**Activities:**
1. List every dollar figure that appears in the oil price report below, giving each one once.
2. Pick up the oil price report below after its last sentence and carry it on.

Investing.com — Demand for fuel remains suspect amid stockpile builds and the rage in new coronavirus infections. But oil bulls holding out hopes for $45 and beyond for a barrel are fighting to slow any price drop.

New York-traded West Texas Intermediate, the benchmark for U.S. crude futures, settled down 83 cents, or 2%, at $41.07 per barrel on Thursday. It was the first meaningful slide since July 16 on the WTI, which remains up more than 1% for the current week and nearly 5% higher for the month. 

London-traded Brent, the global benchmark for oil, meanwhile, slid 98 cents, or 2.2%, to settle at $43.76.

On Wednesday, WTI fell just 2 cents despite an unexpected crude stockpile build of 4.9 million barrels reported by the Energy Information Administration. Brent, meanwhile, fell 3 cents.

One day prior to that, the U.S. benchmark hit $42.40, its highest since March, while its London peer rose to a four-month peak of $44.88 — keeping to oil bulls’ target of achieving a minimum $45 a barrel for both in the near term.

Even if oil doesn’t get to $45 soon, the determination to keep it above $40 is evident among oil bulls.

Stored data entries
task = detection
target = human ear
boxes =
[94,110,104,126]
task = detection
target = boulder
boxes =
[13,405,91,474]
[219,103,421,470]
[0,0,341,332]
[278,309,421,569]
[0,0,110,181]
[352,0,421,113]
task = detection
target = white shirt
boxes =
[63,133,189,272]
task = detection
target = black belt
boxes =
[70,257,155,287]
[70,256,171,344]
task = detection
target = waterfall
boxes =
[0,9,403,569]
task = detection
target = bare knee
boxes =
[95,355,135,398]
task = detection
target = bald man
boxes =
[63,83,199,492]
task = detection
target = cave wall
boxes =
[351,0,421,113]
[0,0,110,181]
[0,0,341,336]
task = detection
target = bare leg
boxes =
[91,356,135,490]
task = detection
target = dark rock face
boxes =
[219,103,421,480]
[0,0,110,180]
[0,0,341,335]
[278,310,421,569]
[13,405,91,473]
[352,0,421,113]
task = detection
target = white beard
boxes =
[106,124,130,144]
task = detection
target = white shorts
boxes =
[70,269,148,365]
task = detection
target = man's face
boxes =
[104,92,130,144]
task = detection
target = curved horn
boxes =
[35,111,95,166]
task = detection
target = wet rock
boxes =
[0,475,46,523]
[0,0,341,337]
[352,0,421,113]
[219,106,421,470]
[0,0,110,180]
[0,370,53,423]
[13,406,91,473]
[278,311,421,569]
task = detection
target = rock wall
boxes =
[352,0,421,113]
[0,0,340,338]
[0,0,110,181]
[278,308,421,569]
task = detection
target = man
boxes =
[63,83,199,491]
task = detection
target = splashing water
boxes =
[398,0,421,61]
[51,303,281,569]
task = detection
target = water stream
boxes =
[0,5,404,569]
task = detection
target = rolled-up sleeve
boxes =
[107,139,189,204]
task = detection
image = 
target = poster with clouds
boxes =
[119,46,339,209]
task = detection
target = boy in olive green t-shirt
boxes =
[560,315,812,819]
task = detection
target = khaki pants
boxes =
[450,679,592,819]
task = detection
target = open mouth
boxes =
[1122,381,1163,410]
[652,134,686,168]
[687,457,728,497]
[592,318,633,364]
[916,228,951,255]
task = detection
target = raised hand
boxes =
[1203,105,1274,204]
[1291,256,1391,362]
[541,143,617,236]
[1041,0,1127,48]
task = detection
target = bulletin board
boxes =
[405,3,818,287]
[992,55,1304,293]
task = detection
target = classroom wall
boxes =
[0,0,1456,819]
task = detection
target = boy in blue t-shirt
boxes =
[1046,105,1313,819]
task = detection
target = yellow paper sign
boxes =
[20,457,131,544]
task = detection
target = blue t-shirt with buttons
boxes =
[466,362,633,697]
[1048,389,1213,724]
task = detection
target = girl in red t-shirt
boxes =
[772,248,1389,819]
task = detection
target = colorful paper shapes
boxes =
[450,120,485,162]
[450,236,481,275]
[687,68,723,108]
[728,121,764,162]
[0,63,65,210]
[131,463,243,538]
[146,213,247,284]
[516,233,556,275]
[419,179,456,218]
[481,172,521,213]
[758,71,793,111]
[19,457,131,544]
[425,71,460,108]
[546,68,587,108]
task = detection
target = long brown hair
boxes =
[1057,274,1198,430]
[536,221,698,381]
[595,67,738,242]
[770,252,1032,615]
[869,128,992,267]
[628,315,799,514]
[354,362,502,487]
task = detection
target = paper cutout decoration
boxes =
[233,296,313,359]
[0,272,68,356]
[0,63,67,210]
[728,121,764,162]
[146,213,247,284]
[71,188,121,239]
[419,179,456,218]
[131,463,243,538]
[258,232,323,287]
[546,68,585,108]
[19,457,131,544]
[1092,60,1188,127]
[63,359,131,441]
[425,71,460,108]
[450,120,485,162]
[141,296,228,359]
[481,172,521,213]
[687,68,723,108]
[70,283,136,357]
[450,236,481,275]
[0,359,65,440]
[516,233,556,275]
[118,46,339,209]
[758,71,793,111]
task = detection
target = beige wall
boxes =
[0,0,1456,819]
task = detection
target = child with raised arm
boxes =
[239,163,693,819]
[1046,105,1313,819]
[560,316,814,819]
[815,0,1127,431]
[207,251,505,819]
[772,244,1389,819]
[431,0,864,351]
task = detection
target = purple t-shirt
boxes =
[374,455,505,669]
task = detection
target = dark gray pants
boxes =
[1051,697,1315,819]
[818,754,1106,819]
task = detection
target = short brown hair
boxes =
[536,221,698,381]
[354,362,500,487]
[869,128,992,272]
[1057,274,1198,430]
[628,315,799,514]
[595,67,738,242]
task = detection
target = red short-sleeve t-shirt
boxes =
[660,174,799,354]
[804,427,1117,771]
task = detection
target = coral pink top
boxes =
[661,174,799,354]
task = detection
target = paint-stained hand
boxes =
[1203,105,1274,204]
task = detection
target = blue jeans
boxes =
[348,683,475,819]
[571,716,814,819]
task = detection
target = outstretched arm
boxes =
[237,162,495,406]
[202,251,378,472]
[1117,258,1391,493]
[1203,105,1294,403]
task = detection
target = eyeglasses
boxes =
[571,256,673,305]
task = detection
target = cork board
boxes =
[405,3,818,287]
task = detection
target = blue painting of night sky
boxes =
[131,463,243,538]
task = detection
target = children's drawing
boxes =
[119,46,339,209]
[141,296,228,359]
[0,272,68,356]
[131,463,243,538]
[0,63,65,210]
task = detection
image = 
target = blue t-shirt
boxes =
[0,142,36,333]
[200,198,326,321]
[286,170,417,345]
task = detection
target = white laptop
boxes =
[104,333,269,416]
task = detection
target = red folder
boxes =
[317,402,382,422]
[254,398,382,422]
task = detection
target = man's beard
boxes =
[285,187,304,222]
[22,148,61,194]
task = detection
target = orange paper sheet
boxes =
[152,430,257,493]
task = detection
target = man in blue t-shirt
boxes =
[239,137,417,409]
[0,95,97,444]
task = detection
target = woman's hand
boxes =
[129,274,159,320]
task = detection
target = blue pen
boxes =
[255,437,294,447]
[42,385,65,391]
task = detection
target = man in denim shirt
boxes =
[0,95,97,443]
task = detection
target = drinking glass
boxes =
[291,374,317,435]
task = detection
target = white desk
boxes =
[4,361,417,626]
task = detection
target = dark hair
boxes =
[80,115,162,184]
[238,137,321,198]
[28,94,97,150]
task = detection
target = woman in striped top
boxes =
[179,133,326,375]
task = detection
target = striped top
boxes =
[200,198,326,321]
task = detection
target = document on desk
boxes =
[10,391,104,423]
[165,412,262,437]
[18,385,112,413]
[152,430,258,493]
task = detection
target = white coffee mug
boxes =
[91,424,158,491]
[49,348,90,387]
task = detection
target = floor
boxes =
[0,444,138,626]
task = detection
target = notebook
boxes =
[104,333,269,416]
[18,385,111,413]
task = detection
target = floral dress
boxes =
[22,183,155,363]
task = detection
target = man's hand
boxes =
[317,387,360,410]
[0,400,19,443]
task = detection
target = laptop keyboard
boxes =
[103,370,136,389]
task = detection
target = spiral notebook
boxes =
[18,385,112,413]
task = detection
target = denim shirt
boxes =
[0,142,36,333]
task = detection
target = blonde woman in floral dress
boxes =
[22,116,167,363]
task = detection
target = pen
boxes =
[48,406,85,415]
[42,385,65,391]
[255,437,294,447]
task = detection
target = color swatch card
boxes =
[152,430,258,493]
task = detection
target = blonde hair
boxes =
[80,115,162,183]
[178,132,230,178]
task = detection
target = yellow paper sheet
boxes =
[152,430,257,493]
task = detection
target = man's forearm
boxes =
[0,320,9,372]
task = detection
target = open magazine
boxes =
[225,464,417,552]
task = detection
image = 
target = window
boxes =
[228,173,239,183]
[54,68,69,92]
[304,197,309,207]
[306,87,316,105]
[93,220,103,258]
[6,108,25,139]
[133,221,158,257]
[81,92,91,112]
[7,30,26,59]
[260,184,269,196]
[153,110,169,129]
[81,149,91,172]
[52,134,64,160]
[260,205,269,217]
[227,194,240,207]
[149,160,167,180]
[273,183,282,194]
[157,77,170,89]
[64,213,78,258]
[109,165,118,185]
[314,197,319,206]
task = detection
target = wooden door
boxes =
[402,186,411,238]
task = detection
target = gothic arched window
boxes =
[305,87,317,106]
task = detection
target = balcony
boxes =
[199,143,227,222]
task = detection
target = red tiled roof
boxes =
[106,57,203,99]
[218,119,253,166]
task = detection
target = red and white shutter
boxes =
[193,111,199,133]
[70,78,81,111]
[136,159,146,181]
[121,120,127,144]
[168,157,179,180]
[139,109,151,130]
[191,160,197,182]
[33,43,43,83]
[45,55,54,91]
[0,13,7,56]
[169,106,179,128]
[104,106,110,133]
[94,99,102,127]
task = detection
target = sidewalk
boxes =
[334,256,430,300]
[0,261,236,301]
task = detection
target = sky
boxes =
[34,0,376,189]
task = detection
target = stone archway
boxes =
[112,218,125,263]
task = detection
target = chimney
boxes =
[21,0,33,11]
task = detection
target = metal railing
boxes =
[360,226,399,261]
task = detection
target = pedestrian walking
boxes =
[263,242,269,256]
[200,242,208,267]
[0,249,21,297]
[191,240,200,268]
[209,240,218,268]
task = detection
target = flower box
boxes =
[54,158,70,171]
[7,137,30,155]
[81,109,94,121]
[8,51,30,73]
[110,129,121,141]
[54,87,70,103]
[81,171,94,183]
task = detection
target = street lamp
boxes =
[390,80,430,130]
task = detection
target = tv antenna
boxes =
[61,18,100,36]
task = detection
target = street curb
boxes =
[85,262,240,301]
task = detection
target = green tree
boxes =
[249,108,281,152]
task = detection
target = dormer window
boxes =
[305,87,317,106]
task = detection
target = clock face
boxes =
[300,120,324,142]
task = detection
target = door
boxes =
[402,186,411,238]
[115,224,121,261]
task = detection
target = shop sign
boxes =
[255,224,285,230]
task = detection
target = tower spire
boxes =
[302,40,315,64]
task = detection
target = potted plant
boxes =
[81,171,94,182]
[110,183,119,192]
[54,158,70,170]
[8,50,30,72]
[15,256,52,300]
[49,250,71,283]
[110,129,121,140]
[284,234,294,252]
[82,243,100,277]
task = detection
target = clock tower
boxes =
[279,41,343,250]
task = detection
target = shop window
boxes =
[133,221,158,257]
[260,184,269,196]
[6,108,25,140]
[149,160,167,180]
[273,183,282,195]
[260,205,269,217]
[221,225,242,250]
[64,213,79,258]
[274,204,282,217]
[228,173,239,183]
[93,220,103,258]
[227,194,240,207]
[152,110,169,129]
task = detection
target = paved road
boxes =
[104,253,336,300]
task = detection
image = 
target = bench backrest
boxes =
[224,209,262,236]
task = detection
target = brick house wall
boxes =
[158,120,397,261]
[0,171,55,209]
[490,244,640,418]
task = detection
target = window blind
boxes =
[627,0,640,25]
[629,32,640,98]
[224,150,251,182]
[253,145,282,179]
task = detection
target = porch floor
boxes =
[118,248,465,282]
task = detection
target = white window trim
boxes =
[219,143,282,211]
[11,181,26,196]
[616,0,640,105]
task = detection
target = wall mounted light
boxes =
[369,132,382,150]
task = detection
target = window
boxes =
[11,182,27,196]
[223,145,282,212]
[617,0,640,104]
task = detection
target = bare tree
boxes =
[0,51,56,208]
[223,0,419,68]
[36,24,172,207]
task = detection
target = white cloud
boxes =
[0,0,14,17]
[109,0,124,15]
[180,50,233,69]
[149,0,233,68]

**Results for the exercise:**
1. $45, $41.07, $43.76, $42.40, $44.88, $40

2.
Case in point: How well the market held up in Thursday’s morning trade in New York, despite data suggesting a fresh tick up in stockpiles at the Cushing, Oklahoma, storage hub that takes delivery of contracted barrels of WTI.

Genscape, the market intelligence firm which leads reporting on Cushing, noted a 1.32-million barrel crude gain at the hub for the week ended July 21.

But through most of Thursday, WTI barely fell more than 30 cents, deepening its slide only in the last half-hour of trade.

“The oil demand outlook should struggle in the short-term as geopolitical tensions put global trade relations at risk and as the coronavirus spread seems to have crippled reopening momentum,” said Ed Moya, analyst at New York-based OANDA.

Thursday’s drop in oil prices came amid data showing that some 1.4 million Americans filed for first-time unemployment claims last week, as a new wave of coronavirus infections continued to overwhelm the world’s largest economy that just emerged from lockdowns two months ago.

The United States recorded more than 915,000 Covid-19 cases over the past two weeks, more than the number reported for all of June.

Top U.S. pandemics expert Anthony Fauci said earlier this month that the daily case growth could reach 100,000 without proper social- distancing and other safety measures. 

Nearly 4 million Americans have already been infected by the COVID-19 so far, with a death toll reaching above 143,000, according to Johns Hopkins University.  A new model by the University of Washington also predicts 200,000 coronavirus deaths in the United States by Oct. 1, casting further doubts on economic reopening from lockdowns.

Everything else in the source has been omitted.